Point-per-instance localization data
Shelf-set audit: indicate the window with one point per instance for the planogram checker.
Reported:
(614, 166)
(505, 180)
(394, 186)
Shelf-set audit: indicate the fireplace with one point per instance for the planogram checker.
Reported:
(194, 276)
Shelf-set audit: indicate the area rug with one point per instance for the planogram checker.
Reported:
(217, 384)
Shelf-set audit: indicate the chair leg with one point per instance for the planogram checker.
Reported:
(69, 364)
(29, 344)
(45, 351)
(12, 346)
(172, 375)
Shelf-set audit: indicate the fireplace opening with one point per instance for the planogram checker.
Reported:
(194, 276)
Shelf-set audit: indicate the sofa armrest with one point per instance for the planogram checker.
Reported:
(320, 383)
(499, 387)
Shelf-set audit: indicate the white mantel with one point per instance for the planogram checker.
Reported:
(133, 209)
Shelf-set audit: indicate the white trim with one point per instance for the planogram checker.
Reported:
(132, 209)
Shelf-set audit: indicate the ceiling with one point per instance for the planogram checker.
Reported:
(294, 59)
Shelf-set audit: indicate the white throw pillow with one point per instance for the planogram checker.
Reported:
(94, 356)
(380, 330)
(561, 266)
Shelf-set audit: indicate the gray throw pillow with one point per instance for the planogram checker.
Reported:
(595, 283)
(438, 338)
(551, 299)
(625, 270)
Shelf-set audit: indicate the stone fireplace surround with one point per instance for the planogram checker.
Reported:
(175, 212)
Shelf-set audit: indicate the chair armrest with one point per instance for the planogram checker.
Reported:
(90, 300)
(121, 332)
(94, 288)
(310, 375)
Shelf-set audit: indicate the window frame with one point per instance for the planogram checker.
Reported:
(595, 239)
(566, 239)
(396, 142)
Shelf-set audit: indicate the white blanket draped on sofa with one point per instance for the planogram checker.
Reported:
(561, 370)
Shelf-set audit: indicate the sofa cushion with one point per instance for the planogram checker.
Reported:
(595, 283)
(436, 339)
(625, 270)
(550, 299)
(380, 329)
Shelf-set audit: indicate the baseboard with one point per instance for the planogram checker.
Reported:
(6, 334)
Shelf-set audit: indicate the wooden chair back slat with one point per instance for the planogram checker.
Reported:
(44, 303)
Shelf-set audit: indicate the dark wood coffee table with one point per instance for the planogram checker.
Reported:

# [TASK TO CARRY OUT]
Working through the records, find each line containing the word "sofa" and copy it.

# [TASK RESULT]
Shelf-set audit: indicate the sofa armrest with one point per instance for the planogram checker.
Shelf-set audit: indicate the white blanket draped on sofa with one point per instance for the planogram checker.
Shelf-set audit: indicate the sofa cushion with one point per instance for the planogram checker.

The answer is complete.